Written instruction:
Switch every "Spot-check" in the data below to "Inspect" and leave everything else in the lines as it is.

Entries on locating named things

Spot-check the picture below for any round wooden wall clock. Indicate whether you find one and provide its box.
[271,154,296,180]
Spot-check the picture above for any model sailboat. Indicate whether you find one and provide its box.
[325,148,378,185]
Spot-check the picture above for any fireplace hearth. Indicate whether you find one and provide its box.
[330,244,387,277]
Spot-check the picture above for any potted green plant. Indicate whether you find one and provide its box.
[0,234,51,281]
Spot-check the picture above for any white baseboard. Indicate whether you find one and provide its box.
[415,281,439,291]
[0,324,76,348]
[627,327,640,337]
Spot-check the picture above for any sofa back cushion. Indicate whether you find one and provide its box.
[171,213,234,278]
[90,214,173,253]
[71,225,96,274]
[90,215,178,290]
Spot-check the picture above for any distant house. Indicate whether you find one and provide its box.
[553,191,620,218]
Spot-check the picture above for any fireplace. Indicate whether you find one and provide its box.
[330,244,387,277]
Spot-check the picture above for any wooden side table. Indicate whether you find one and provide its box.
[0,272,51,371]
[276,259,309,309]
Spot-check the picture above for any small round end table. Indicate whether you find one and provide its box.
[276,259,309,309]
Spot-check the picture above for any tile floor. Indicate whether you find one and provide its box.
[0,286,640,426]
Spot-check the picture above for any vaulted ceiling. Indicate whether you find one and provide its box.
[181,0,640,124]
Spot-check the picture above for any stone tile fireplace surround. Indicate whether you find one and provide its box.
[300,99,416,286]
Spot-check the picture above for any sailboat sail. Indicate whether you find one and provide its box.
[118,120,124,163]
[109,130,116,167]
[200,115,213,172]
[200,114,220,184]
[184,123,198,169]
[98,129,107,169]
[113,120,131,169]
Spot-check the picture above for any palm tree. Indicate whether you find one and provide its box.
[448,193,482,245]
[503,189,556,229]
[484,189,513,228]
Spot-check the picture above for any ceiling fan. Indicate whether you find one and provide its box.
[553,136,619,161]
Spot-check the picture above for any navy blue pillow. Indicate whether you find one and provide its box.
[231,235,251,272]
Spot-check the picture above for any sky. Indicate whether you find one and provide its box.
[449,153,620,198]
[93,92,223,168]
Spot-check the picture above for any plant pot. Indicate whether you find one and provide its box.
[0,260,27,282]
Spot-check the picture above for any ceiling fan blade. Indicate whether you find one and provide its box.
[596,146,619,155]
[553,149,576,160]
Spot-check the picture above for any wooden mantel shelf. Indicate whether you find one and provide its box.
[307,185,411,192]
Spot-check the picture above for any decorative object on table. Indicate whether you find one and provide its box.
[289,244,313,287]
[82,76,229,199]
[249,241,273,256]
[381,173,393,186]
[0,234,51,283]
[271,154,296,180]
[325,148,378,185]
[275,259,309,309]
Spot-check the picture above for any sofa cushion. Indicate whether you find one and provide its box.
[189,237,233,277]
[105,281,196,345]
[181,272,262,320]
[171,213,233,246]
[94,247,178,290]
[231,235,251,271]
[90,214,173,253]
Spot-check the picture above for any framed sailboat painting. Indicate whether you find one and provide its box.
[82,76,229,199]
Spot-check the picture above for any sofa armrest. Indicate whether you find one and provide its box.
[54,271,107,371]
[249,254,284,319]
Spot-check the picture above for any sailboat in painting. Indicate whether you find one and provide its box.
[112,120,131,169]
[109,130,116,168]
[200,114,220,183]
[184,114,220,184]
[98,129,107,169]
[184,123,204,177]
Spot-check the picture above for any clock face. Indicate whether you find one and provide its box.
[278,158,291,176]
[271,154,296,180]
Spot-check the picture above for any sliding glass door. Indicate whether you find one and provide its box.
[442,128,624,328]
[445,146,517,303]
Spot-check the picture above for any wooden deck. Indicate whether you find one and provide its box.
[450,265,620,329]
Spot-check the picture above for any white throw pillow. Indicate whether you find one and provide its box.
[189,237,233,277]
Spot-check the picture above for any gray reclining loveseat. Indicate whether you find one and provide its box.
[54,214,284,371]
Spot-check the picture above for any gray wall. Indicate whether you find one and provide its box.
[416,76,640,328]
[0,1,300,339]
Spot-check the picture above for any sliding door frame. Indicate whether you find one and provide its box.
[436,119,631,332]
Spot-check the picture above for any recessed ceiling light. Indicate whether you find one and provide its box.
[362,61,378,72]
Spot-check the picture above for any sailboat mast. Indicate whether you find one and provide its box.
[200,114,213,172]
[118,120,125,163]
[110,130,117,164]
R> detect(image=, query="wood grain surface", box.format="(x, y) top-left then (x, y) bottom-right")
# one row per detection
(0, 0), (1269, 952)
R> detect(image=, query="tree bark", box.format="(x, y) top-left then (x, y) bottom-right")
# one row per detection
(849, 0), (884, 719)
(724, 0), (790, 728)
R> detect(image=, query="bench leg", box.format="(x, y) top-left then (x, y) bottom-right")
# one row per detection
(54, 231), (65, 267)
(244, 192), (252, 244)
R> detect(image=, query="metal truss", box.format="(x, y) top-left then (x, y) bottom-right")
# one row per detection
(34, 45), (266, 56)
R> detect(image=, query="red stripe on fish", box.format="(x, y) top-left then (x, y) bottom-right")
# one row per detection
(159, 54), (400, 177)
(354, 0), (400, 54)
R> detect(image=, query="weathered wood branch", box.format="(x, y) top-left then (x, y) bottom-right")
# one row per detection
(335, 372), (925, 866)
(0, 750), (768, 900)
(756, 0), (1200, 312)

Reply:
Inspect the picture below for any round wooden wall clock. Indicate whether you find one and provide its box.
[271,154,296,180]
Inspect the picture above for any model sailboat. Indicate whether you find one and provide its box.
[325,148,378,185]
Inspect the picture above for any fireplace hearth. Indicate whether you find one and provide its box.
[330,244,387,277]
Inspect the picture above for any potted green plant. Indicate whether you find one and provide its box.
[0,234,51,281]
Inspect the picture above for any white baseboard. Indicate whether you find one and provide its box.
[415,281,439,291]
[0,324,76,348]
[627,327,640,337]
Inspect the picture above for any sofa back cushion. Indicate whether you find one and provide its box.
[171,213,234,278]
[90,214,173,253]
[71,225,96,274]
[90,215,178,290]
Inspect the picture above for any distant house. Indicate whether you find one and provide its box.
[553,191,620,218]
Inspect the picture above for any fireplace. Indicate whether you find one and provide its box.
[330,244,387,277]
Inspect the picture above for any wooden side table. Indicate whether you find one and provide its box.
[0,272,51,371]
[276,259,309,309]
Inspect the picture above for any small round end table. Indicate whether you find one and provide its box.
[276,259,309,309]
Inspect the picture above for any tile floor. Indicate whether you find one and provide its box.
[0,286,640,426]
Inspect the picture above for any vaulted ceiling. Indicate whether you find one and provide its box.
[181,0,640,124]
Inspect the picture above for any stone tile fireplace surround. Indicate whether you find one and provide its box.
[300,99,416,286]
Inspect the picture above for any sailboat sail. Indicate whether you find one and provide its box.
[118,120,124,163]
[109,130,116,167]
[200,115,213,172]
[200,114,220,184]
[184,123,198,169]
[98,129,107,169]
[113,120,131,169]
Inspect the picture above for any palm tree. Indicate whether you find one and provide its box.
[448,193,482,245]
[503,189,556,229]
[484,189,513,228]
Inspect the picture above for any ceiling fan. Indicate whether you find one and provide its box.
[553,136,619,161]
Inspect the picture above for any navy blue pillow. Indicate whether you find one and provide its box.
[231,235,251,272]
Inspect the picture above for any sky. Indicate whether you find one and provide its box.
[449,153,620,198]
[93,92,223,168]
Inspect the picture above for any plant pot. Indicate whether you find one and provide its box.
[0,260,27,282]
Inspect the picture above for any ceiling fan blade. Indicate whether you find one and provide its box.
[596,146,619,155]
[553,149,576,160]
Inspect the picture above for any wooden mantel shelf. Indicate whether you find one and provide its box.
[307,185,411,192]
Inspect the picture above for any decorative object on table. Indicate whether you find one and provide its box.
[289,244,313,287]
[82,76,229,199]
[249,241,273,256]
[381,173,393,186]
[0,234,51,283]
[271,154,296,180]
[325,148,378,185]
[275,259,309,309]
Inspect the picture above for any sofa cushion. Indicate whether you find one and provide its box.
[189,237,233,277]
[105,281,196,345]
[181,272,262,320]
[171,213,233,246]
[94,247,178,290]
[231,235,251,271]
[90,214,173,253]
Inspect the picture above for any framed sailboat painting. Indicate whether you find one and provide its box.
[82,76,229,199]
Inspect the picture above for any sofa armrest. Indicate whether you find one and provide its box.
[54,271,107,371]
[249,254,284,319]
Inspect the picture above for any sailboat in painting. Indicate whether you find one and provide its box.
[112,120,131,169]
[109,130,116,168]
[200,114,220,183]
[184,114,220,184]
[98,129,107,169]
[184,123,204,177]
Inspect the picture above for any clock face. Indicate whether you find one and provide its box.
[278,158,291,176]
[271,154,296,180]
Inspect the picture above for any sliding glass door. Indicate whether you find one and provide its box.
[442,128,624,328]
[445,146,517,303]
Inspect the picture above for any wooden deck. Indicate whether you find one and provide its box.
[450,265,620,329]
Inspect the picture above for any white throw pillow. Indicate whether you find one and provide its box.
[189,237,233,277]
Inspect the picture above for any gray reclining loveseat. Indicate whether you find one and provide its box.
[54,214,284,371]
Inspect the picture above for any gray wall. Indicate whether you find one and provide its box.
[416,76,640,328]
[0,1,300,339]
Inspect the picture above for any sliding door frame. Indicate whether you find one and provide its box.
[436,119,631,332]
Inspect the picture above for any recessed ceiling light. Indicate whether you find one and provide its box.
[362,61,378,72]
Inspect the picture above for any sailboat mast. Indicate whether you find one and provide its box.
[200,114,213,172]
[118,120,125,163]
[110,130,117,164]
R> detect(image=, query="wood grain surface", box.format="(x, y) top-left then (x, y) bottom-right")
# one row per detection
(0, 0), (1269, 952)
R> detect(image=, query="tree bark", box.format="(x, y) top-left then (x, y) bottom-right")
# one row per detection
(849, 0), (884, 719)
(724, 0), (790, 728)
R> detect(image=, query="bench leg", box.format="(x, y) top-left then (x, y) bottom-right")
# one row per detection
(54, 231), (65, 267)
(244, 192), (252, 244)
R> detect(image=, query="metal truss", box.format="(x, y) top-left then (x, y) bottom-right")
# one row per detection
(34, 45), (266, 56)
R> detect(image=, query="red stripe on fish", box.format="(x, y) top-left then (x, y) bottom-right")
# one row per detection
(159, 54), (400, 177)
(354, 0), (400, 54)
R> detect(image=, query="weathered wood branch", box.format="(x, y) top-left then (x, y) bottom-right")
# one row per detection
(335, 372), (925, 866)
(0, 750), (768, 900)
(756, 0), (1200, 312)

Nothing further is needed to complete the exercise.